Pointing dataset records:

+++

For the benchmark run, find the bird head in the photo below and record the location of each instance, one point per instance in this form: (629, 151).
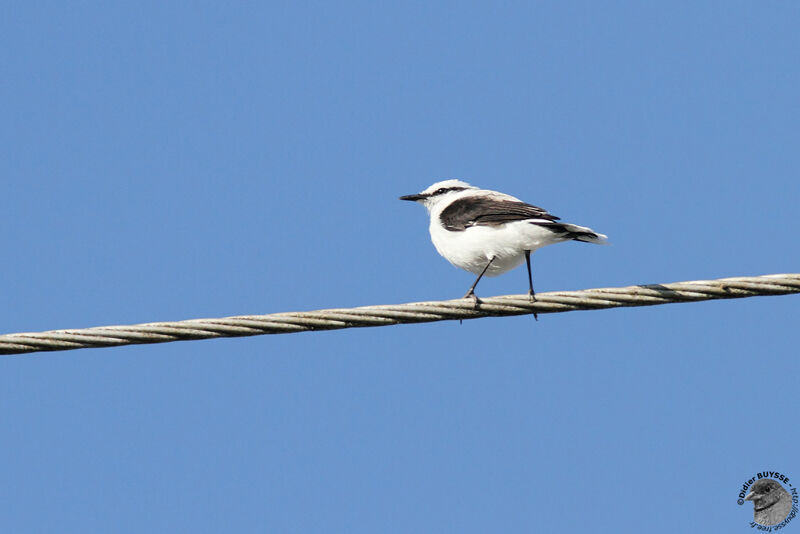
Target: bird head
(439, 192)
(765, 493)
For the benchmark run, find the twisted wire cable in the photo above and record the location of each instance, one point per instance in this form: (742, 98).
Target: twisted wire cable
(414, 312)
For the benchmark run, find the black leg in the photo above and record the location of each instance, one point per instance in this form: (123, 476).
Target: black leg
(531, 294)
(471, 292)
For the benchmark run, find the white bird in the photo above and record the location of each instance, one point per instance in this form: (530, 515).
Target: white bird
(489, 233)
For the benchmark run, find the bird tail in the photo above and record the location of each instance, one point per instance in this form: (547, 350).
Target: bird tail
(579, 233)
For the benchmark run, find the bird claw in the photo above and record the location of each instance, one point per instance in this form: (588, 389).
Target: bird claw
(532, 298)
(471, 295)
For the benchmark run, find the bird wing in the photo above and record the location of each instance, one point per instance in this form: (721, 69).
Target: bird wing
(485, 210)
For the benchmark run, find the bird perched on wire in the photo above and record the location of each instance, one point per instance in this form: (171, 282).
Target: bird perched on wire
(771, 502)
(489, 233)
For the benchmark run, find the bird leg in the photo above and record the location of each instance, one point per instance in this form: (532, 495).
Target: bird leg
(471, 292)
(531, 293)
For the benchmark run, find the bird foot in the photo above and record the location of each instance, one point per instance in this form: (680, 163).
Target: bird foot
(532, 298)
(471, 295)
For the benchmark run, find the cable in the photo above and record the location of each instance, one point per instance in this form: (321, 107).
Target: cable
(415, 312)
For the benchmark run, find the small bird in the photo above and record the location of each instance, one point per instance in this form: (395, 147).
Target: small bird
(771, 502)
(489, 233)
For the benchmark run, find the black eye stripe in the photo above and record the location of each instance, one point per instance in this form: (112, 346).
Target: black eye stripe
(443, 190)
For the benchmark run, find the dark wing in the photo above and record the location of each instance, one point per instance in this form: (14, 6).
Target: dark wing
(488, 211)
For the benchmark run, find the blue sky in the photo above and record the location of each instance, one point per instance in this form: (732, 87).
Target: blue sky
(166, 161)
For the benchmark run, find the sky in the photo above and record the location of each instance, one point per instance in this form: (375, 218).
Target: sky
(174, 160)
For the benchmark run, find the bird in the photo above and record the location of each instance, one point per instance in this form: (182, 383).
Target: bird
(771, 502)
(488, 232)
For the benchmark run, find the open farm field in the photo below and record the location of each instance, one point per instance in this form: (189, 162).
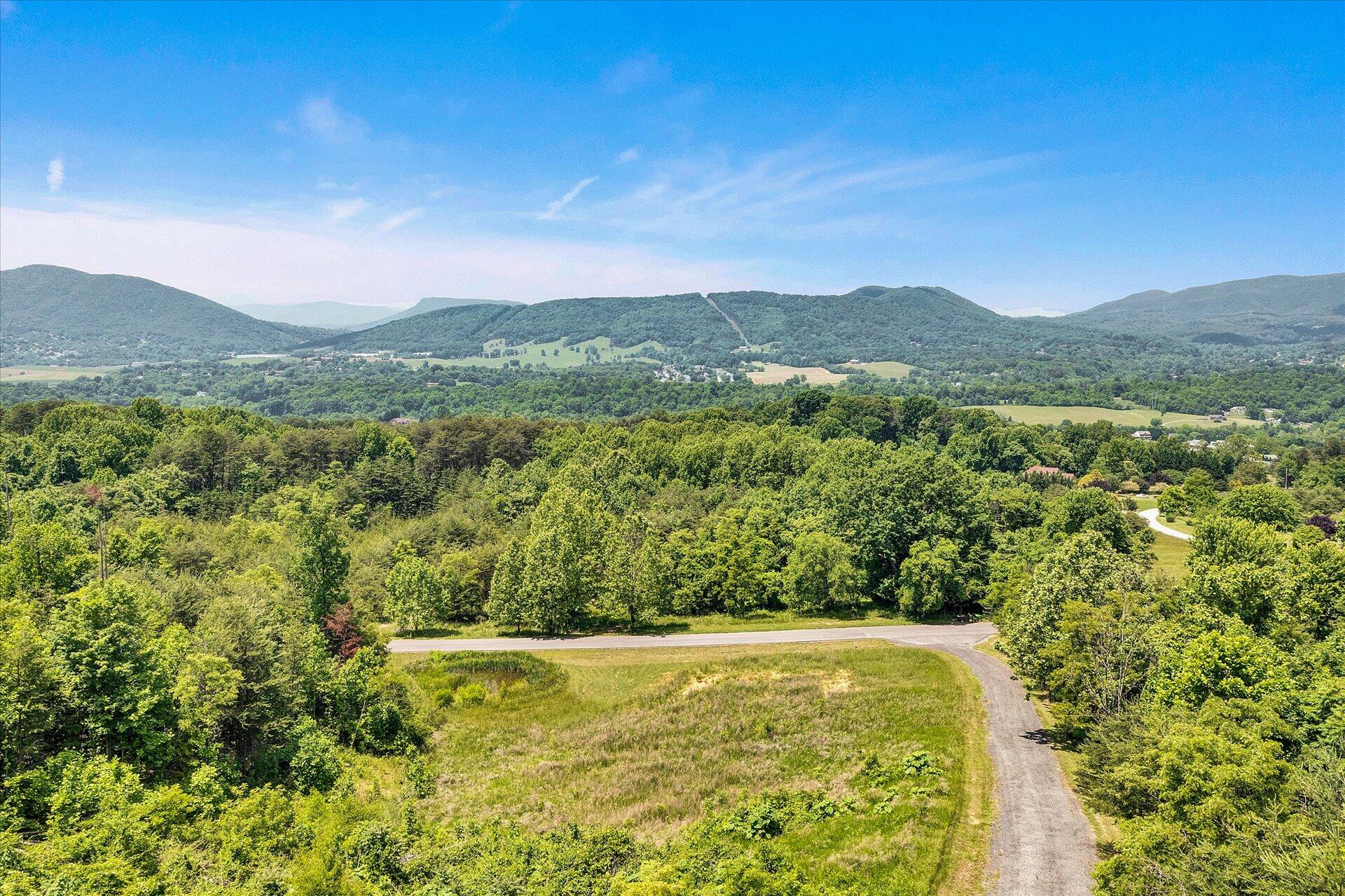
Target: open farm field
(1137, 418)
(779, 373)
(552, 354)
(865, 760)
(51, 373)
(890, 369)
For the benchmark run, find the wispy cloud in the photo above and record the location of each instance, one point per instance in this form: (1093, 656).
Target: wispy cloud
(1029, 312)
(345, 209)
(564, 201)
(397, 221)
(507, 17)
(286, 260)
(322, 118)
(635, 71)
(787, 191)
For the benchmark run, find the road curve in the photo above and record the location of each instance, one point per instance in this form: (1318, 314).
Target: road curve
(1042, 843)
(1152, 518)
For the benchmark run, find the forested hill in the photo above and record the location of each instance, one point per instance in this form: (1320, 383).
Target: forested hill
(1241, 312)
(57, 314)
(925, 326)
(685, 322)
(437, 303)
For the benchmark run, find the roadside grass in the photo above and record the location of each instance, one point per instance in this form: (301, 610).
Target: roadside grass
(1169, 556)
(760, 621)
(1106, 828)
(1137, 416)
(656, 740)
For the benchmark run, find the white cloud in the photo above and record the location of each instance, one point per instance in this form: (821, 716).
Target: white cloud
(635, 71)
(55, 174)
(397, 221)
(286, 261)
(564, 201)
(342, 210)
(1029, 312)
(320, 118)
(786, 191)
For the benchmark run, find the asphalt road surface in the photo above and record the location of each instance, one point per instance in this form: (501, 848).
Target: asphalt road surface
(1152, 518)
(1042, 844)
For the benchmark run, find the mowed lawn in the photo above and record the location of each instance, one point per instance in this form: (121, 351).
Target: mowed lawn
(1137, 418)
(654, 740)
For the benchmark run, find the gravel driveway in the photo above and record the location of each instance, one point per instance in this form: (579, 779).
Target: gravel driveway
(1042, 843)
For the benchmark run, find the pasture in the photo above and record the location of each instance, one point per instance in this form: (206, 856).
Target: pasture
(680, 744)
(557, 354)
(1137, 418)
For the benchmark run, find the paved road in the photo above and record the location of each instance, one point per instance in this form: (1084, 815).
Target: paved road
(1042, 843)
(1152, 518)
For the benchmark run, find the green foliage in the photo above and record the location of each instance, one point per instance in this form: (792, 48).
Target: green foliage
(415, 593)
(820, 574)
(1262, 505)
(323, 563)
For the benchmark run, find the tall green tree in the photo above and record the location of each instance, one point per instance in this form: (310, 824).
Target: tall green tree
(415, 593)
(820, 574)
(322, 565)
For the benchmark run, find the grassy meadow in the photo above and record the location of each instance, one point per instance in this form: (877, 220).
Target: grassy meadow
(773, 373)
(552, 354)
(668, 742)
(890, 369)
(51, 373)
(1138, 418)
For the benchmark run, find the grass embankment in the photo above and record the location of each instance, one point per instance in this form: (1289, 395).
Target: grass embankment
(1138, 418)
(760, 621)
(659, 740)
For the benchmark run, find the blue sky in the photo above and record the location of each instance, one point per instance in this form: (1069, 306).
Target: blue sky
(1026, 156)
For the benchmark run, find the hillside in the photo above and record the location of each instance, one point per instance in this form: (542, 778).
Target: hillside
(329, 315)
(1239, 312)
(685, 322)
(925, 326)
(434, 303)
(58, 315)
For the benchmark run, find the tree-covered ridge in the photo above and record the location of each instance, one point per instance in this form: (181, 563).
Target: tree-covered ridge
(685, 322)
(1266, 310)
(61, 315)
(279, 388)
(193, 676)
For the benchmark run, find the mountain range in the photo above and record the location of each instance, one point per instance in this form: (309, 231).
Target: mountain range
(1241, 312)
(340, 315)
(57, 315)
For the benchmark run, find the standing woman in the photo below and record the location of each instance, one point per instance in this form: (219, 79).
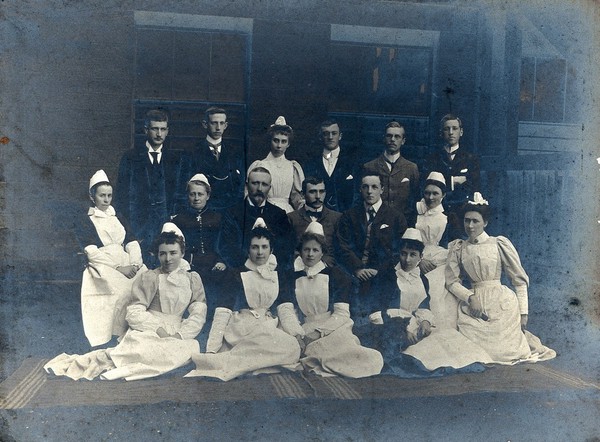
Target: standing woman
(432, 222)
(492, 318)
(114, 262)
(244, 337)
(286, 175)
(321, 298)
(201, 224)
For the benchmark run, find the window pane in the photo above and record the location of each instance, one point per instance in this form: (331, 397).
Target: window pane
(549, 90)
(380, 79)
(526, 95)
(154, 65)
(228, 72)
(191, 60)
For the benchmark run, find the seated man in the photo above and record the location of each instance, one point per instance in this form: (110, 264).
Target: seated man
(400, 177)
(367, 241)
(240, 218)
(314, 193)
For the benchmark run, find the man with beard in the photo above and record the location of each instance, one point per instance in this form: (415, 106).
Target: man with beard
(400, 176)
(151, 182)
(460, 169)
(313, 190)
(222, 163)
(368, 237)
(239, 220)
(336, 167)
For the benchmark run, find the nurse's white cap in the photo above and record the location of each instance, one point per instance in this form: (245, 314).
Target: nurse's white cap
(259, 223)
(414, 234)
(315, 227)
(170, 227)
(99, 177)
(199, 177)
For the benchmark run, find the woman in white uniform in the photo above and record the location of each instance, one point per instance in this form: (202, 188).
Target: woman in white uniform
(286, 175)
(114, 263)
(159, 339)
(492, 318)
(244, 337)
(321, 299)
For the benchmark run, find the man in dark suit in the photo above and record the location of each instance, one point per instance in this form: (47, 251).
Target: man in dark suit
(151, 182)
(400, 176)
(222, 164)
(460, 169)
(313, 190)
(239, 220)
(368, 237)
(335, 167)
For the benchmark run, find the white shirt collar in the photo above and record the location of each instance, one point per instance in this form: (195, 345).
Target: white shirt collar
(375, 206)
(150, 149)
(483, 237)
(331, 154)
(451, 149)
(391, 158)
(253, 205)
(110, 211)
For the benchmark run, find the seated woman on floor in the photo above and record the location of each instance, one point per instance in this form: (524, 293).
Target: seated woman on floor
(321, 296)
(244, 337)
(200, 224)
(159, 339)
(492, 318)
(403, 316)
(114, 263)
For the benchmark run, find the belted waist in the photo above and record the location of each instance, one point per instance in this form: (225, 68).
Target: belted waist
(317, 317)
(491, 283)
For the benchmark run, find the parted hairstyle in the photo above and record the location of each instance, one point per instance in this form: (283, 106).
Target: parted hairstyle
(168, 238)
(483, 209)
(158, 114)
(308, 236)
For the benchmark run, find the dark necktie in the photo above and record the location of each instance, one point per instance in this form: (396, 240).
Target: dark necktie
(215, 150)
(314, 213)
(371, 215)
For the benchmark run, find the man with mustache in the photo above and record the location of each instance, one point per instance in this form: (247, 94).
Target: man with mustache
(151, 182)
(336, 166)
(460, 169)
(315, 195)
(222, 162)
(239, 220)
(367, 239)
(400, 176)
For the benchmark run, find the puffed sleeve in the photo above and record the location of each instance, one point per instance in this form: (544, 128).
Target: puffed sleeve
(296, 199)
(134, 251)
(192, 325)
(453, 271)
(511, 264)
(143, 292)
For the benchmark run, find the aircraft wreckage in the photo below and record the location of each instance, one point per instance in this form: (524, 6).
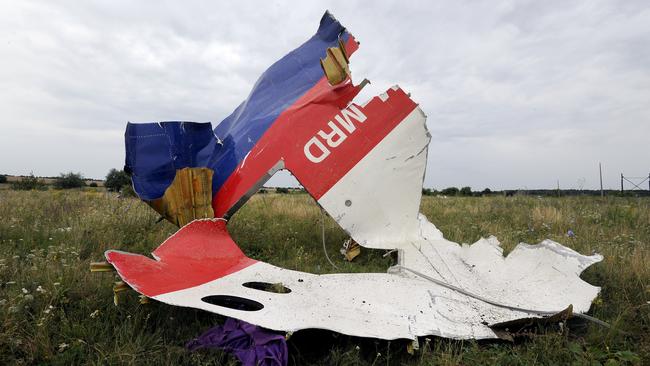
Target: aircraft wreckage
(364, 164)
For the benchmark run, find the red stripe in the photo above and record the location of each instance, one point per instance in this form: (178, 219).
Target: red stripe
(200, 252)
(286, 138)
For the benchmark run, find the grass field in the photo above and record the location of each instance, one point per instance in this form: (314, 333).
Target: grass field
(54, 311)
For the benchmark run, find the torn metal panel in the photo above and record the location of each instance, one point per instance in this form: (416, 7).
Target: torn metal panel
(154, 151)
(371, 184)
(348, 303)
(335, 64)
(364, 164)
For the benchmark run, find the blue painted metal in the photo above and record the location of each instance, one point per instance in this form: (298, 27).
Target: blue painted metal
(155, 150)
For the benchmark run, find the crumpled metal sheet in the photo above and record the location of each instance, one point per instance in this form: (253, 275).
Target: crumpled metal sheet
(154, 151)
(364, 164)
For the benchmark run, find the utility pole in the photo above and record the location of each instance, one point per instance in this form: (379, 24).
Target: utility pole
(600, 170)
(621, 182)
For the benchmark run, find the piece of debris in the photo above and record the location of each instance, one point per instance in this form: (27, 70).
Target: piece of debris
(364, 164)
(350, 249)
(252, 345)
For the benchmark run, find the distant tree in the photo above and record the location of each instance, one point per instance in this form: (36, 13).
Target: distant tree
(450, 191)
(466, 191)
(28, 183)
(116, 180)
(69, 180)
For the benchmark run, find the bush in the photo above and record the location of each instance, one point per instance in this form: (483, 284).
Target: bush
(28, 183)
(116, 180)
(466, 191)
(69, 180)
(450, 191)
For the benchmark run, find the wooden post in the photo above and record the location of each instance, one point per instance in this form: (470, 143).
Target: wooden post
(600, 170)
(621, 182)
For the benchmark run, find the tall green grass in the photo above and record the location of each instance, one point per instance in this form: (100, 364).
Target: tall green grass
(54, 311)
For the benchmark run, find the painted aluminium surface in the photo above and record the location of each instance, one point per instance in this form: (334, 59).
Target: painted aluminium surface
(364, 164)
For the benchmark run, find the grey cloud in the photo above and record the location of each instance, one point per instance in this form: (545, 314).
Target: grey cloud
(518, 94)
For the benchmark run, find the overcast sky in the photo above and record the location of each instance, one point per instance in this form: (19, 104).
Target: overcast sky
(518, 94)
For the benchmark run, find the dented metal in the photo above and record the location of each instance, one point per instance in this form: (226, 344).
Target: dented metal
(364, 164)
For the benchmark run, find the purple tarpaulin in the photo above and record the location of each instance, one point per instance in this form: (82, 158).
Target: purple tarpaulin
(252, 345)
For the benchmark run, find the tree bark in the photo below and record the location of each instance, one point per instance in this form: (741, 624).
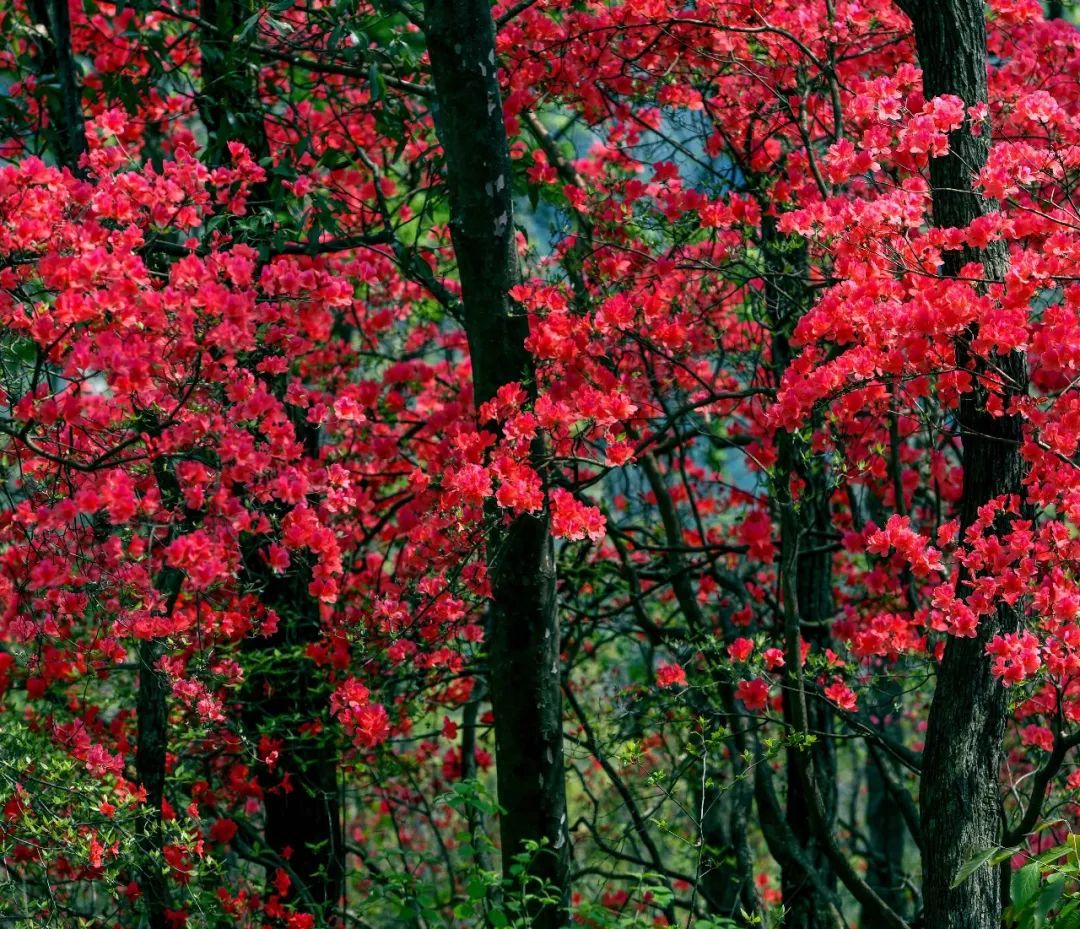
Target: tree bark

+++

## THE EXERCISE:
Copy only this, please: the line with "For the benchmark run, find the dented" and every line after it through the end of the data, with no pictures.

## FINAL ANSWER:
For the benchmark run, find the dented metal in the photo above and record the location of each instance, one point per instance in this form: (226, 344).
Target: dented metal
(364, 164)
For the benchmark run, find the purple tarpaulin in the photo above and record the location of each instance, one point per instance in this form: (82, 158).
Target: purple tarpaulin
(252, 345)
For the benchmark run, find the tree bark in the photo below and record the location of each instance, one point per instance in this form: (741, 624).
Target: tree bark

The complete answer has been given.